━━━━━ RAW DATA
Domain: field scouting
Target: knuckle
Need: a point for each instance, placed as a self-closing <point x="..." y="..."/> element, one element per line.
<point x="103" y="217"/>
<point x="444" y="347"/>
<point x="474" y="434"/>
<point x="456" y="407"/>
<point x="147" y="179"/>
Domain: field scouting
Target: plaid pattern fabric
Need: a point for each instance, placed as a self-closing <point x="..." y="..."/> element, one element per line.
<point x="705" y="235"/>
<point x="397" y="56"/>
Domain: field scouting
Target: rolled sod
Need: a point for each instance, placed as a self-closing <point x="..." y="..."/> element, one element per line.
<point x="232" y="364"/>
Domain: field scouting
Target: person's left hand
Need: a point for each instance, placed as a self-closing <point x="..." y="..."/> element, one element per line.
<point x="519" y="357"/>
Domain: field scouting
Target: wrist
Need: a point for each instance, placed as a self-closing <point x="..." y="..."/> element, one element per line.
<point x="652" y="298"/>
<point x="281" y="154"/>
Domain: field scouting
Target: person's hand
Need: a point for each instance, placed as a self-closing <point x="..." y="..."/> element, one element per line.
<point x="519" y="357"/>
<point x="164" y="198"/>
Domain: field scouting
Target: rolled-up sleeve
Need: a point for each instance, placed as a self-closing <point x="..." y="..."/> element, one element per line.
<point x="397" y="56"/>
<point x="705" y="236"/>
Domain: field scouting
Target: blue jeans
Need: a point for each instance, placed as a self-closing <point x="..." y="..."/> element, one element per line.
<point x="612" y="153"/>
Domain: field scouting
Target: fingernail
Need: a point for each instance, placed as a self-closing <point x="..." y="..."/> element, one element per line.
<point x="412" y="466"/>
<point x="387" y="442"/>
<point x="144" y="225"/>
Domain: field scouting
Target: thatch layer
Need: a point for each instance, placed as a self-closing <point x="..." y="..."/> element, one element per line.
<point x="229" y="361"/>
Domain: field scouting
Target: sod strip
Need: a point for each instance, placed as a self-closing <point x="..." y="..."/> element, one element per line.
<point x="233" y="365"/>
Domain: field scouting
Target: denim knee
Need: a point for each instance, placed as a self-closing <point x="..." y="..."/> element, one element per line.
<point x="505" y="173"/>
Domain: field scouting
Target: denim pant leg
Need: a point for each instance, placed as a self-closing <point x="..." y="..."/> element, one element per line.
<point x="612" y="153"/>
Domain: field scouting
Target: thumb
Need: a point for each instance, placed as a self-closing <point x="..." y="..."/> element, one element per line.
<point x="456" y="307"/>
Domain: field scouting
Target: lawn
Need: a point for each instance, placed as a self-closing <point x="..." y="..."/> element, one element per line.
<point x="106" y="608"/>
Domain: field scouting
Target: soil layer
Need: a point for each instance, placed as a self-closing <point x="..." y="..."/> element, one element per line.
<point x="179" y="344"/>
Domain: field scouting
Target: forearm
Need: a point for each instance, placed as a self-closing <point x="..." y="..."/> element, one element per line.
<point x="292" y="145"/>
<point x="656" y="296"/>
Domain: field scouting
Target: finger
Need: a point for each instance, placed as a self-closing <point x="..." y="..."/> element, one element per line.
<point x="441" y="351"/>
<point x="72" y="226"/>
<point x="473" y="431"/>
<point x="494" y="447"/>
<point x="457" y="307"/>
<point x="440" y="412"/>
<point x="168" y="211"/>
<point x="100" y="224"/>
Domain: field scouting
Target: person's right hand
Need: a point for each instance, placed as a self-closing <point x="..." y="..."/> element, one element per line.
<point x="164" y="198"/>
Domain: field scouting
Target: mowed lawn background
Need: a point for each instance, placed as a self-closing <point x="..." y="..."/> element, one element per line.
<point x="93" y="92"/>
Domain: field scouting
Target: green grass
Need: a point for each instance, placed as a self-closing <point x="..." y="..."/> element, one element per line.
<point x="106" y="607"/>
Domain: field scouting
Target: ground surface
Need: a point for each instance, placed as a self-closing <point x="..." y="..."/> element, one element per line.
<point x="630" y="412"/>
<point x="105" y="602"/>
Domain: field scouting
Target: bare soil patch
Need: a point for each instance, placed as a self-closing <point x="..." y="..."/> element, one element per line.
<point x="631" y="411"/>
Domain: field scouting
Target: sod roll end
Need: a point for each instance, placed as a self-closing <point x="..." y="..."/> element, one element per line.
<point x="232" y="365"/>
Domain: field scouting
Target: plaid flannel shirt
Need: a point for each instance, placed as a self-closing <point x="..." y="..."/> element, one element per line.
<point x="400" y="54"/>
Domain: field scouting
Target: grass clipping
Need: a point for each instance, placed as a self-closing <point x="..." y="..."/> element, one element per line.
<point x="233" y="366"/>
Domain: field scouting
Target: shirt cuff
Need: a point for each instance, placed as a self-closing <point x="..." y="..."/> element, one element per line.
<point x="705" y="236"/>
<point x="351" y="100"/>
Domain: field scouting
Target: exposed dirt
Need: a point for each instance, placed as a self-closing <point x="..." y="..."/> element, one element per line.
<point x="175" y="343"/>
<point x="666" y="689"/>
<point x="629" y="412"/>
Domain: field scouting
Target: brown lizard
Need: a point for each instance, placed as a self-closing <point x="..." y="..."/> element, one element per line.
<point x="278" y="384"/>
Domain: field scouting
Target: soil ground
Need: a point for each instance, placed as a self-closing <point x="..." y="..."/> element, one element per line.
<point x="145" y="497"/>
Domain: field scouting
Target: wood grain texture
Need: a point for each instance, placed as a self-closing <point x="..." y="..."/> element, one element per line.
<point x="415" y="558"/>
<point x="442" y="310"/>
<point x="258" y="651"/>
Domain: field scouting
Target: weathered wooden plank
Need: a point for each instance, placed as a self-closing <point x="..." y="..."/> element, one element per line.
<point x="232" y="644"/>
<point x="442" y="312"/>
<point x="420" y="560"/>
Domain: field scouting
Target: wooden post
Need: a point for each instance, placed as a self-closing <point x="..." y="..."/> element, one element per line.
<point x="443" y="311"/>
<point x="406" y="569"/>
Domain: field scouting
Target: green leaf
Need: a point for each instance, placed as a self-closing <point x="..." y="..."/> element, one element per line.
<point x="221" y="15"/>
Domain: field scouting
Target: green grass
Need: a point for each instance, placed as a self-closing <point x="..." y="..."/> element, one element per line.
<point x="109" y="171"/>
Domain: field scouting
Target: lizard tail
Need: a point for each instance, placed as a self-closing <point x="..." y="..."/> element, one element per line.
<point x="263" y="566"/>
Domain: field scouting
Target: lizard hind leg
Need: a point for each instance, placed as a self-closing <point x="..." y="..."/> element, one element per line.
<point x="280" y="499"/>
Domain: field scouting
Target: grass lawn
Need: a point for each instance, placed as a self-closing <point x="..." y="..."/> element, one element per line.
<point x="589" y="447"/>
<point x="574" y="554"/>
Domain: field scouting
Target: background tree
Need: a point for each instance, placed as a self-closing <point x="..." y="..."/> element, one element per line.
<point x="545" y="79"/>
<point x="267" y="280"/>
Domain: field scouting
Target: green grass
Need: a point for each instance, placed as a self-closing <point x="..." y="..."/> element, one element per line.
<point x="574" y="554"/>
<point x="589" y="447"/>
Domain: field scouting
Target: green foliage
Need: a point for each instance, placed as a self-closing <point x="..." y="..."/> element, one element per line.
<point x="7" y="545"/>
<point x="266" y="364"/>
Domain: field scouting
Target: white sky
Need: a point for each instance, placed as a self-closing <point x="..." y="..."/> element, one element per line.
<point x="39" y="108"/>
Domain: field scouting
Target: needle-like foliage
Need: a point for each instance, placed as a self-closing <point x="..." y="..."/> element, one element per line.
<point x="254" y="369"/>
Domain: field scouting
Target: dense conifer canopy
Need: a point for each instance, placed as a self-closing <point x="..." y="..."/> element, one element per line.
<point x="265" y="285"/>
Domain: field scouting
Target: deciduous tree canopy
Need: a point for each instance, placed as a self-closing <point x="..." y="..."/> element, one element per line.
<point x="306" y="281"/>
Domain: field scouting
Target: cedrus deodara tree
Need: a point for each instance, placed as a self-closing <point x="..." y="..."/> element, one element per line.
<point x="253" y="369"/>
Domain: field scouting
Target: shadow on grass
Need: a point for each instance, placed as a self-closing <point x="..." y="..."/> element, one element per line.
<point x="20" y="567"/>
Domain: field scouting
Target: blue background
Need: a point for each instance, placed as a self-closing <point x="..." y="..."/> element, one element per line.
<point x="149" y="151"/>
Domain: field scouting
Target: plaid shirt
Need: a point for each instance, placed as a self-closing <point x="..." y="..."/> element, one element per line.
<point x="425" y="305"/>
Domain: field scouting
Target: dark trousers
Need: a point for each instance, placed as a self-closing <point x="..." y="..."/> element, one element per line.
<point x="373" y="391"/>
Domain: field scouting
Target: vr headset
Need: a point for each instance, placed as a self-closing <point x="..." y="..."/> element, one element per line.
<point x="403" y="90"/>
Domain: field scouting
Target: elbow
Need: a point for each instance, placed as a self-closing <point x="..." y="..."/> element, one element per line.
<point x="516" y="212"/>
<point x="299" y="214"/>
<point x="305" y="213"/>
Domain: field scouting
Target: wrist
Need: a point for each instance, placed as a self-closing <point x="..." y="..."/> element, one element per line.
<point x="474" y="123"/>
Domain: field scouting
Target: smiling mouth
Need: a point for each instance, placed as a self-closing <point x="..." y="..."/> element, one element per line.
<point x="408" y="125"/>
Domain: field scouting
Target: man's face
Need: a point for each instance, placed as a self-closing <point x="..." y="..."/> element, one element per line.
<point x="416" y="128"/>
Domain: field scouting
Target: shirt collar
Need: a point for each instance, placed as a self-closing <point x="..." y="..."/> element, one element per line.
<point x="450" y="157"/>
━━━━━━━━━━
### TASK GOAL:
List every line of the rows above that contains the string "lawn". Case counts.

### RESULT OF THIS EXERCISE:
Target: lawn
Target: mowed lawn background
Target: grass lawn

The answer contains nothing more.